Provided text =
+ + +
His father, Mr Lal Bahadur Ghising, is a national of Nepal, who was born on 23 November 1950. He enlisted in the Brigade of Gurkhas on 23 November 1968, serving in The Queen's Gurkha Engineers. He was posted to Singapore, Hong Kong, the UK, Brunei and Belize.
Mr L. Ghising was discharged on 6 February 1992, after 23 years service, on completion of his engagement. His rank on discharge was Warrant Officer Class 1. Mr L. Ghising's evidence was that he had served Britain with dedication and loyalty. His commanding officer assessed his military conduct as ‘Exemplary’ and described him as ‘extremely competent’ and ‘extremely hardworking, honest and loyal’.
Mr L. Ghising's evidence, which was not challenged by the Respondent, was that he wished to settle in the UK soon after his discharge, but he was not permitted to do so, because at that time Gurkhas who had served in the British Army were not given the same rights to apply for settlement as other foreign and Commonwealth nationals serving in the British Armed Forces. If he had been permitted to settle in the UK in 1991, he would have been accompanied by his wife, his daughter, and the Appellant, who would have been 6 years old. It was accepted by the Respondent that, if the Appellant had accompanied his father to the UK whilst he was still a minor, he would have been given Indefinite Leave to Remain (‘ILR’).
+ + +
Task 1 = From the passage on Mr Ghising's service, reproduce word for word the part starting with "His father, Mr" and going on through "Brunei and Belize.".
Task 2 = Condense the paragraph of the passage on Mr Ghising's service that begins "Mr L. Ghising was discharged" into a short bulleted list that keeps its main facts.
The data after this passage isn't needed here.

Data block =
+ + +
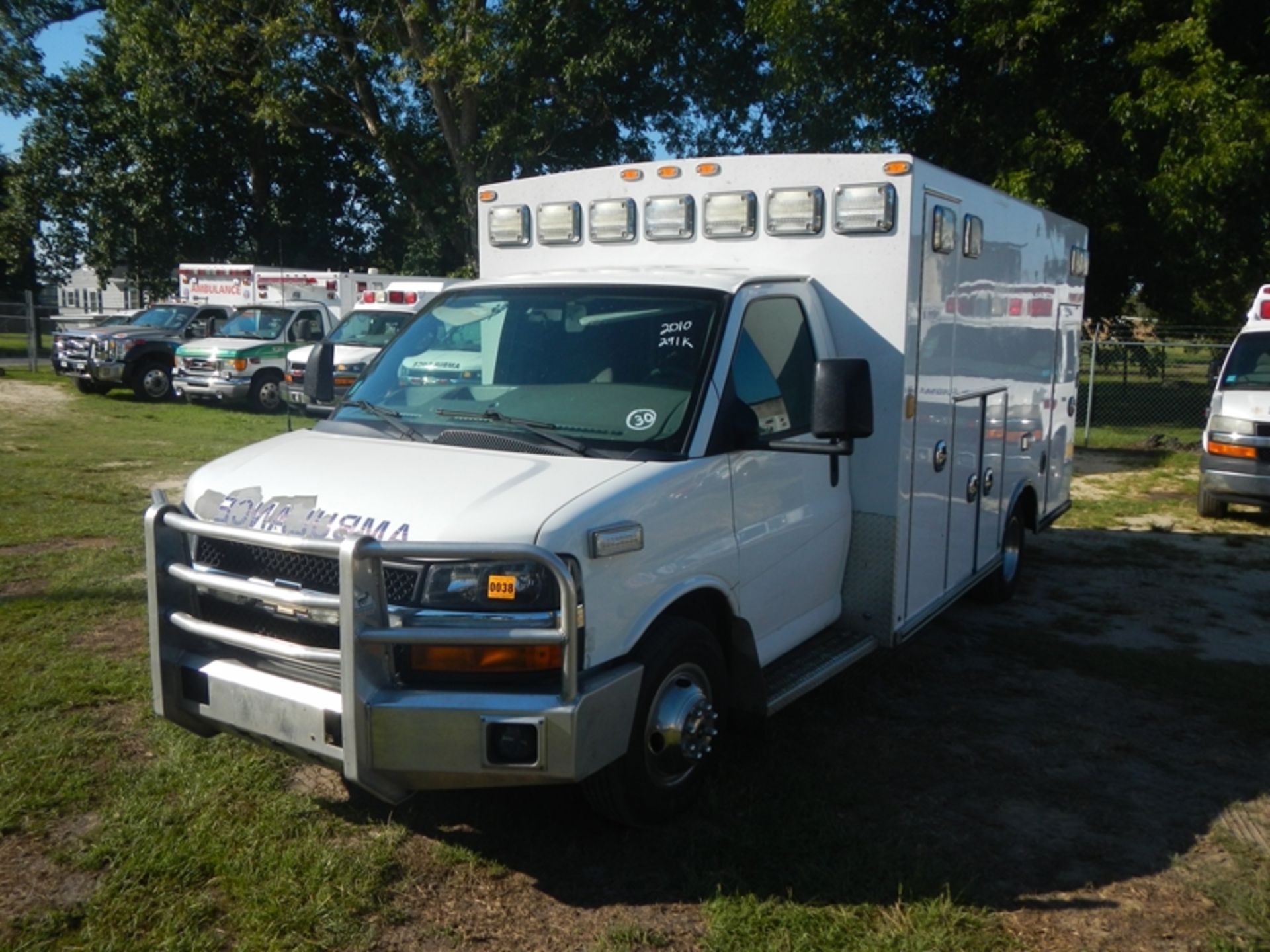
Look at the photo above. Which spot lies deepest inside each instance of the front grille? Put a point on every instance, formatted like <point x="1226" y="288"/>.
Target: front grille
<point x="318" y="573"/>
+ + +
Final answer 1 =
His father, Mr Lal Bahadur Ghising, is a national of Nepal, who was born on 23 November 1950. He enlisted in the Brigade of Gurkhas on 23 November 1968, serving in The Queen's Gurkha Engineers. He was posted to Singapore, Hong Kong, the UK, Brunei and Belize.

Final answer 2 =
- Discharged on 6 February 1992 after 23 years of service, on completion of his engagement
- Rank on discharge: Warrant Officer Class 1
- His evidence: he served Britain with dedication and loyalty
- His commanding officer rated his military conduct "Exemplary" and called him "extremely competent" and "extremely hardworking, honest and loyal"